WHAT TO DO -> Change "one pin per instance" to "one marker per instance" in everything from the line containing "# point at: white planter" down to the end of the items. Give those lines again with nothing else altered.

PROVIDED ENTRIES ->
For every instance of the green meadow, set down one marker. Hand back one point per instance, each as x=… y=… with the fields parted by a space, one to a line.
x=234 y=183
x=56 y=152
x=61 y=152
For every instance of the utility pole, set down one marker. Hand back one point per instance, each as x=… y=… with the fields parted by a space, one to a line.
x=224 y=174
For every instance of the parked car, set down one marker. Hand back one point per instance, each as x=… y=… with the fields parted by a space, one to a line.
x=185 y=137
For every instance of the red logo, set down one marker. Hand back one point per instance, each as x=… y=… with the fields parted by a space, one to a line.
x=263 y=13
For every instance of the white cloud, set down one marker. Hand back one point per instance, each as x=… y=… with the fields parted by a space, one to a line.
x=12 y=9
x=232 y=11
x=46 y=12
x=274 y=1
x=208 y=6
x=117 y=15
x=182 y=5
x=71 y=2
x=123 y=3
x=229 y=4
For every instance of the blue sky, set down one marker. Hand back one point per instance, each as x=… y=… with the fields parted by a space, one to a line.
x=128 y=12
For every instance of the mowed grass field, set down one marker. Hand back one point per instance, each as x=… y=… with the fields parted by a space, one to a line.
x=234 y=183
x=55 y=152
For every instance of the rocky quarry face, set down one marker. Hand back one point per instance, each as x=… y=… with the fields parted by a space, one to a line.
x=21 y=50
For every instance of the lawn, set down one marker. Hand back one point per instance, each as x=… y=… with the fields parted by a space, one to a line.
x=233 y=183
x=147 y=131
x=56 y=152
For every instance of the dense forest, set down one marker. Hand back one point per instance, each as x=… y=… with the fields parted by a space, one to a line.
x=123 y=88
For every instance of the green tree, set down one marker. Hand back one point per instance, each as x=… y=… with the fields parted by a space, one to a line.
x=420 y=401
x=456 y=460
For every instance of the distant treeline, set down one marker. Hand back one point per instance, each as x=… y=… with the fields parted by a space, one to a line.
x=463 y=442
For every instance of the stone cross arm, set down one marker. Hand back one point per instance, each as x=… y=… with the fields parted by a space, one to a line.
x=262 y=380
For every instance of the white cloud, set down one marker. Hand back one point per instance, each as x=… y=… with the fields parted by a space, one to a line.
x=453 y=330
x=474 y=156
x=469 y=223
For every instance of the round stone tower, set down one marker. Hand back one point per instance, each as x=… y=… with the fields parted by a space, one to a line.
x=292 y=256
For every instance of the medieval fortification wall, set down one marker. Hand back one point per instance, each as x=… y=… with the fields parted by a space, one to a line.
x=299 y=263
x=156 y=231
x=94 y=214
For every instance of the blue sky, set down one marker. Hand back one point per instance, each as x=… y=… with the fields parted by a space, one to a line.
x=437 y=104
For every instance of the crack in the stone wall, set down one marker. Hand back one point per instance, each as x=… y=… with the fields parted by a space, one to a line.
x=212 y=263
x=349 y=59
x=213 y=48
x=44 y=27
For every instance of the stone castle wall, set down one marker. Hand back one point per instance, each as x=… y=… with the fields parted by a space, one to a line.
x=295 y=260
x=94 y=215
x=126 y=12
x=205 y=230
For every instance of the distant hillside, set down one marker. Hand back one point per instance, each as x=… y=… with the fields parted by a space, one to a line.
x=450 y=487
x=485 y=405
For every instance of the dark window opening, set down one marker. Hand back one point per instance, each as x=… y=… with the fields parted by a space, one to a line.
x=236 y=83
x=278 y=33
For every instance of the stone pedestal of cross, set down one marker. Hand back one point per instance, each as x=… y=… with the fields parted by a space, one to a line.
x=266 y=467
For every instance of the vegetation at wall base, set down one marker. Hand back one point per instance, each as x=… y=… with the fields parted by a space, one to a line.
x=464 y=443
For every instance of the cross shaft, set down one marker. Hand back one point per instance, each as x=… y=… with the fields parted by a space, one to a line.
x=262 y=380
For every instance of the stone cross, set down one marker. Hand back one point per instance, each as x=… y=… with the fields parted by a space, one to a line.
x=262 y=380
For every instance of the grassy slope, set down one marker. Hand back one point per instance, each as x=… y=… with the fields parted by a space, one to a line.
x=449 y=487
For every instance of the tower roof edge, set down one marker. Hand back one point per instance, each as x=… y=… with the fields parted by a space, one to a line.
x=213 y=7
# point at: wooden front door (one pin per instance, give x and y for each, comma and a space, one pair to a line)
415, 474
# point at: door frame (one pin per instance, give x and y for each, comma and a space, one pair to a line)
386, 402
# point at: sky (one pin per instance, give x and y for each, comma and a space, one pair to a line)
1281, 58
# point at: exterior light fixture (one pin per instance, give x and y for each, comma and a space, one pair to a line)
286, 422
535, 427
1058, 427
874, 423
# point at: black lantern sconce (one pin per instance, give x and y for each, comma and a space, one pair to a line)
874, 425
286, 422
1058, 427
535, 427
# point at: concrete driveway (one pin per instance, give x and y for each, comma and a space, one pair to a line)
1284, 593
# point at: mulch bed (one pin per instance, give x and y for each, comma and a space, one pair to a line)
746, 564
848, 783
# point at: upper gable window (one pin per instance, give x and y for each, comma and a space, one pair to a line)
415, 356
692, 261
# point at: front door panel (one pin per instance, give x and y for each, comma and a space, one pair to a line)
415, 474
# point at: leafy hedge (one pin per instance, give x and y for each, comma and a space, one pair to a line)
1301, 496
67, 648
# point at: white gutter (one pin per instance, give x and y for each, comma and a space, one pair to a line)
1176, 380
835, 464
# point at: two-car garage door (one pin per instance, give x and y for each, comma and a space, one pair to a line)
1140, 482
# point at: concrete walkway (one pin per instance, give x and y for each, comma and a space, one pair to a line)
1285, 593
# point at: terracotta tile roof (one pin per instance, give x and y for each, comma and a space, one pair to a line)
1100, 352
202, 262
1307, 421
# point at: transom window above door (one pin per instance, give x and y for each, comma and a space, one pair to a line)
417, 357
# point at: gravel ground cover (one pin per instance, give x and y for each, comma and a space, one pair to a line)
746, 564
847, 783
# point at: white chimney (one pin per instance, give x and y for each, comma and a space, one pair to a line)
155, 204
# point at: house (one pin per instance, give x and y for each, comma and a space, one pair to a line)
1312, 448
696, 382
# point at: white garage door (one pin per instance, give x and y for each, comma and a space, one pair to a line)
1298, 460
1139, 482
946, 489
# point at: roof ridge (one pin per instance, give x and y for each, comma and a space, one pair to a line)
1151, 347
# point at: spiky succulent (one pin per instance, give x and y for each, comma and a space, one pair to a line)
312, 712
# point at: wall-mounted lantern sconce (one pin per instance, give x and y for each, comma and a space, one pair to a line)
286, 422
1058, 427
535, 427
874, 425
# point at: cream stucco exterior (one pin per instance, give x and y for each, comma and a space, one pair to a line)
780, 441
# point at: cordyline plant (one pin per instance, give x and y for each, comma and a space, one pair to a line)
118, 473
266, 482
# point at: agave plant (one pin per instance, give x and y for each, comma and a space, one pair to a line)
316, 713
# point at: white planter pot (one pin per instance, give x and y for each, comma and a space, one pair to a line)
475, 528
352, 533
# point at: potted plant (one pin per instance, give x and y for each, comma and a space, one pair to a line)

WRITTEN SOLUTION ->
# point at: white planter pot (one marker per instance, give x and y for each, comma and a space, one pair to a line)
475, 528
352, 533
# point at: potted plant (one marker per instance, give x and y for each, comma and a space, one pair to a line)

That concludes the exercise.